-- What you will do --
Pick out each line of the data below that contains the word "traffic" and copy those lines.

-- Data for this exercise --
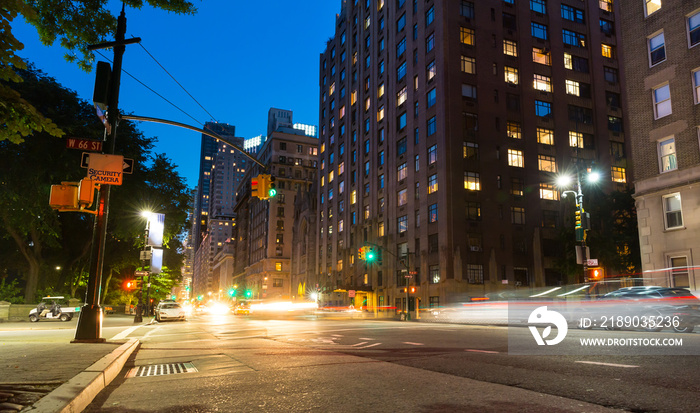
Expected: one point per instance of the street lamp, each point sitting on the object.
...
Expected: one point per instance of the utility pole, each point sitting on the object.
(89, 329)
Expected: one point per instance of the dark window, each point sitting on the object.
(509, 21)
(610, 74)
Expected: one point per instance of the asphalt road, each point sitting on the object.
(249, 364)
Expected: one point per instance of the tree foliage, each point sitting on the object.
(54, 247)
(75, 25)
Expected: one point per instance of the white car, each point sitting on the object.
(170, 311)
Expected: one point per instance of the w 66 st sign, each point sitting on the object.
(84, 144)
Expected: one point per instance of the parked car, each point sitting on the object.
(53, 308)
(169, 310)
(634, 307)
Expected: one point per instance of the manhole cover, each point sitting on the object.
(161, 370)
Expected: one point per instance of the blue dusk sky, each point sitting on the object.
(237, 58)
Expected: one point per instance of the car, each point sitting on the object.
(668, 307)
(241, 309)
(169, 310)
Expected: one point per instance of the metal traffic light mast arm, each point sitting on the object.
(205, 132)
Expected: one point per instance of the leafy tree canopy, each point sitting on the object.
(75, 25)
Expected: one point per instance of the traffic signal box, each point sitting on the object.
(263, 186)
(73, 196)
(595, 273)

-- Complete answer --
Expected: one point per instance of the metal traffic light mast arm, each point sitting on the object.
Expected: one point per instance of the traffic signal box, each point sitting on the object.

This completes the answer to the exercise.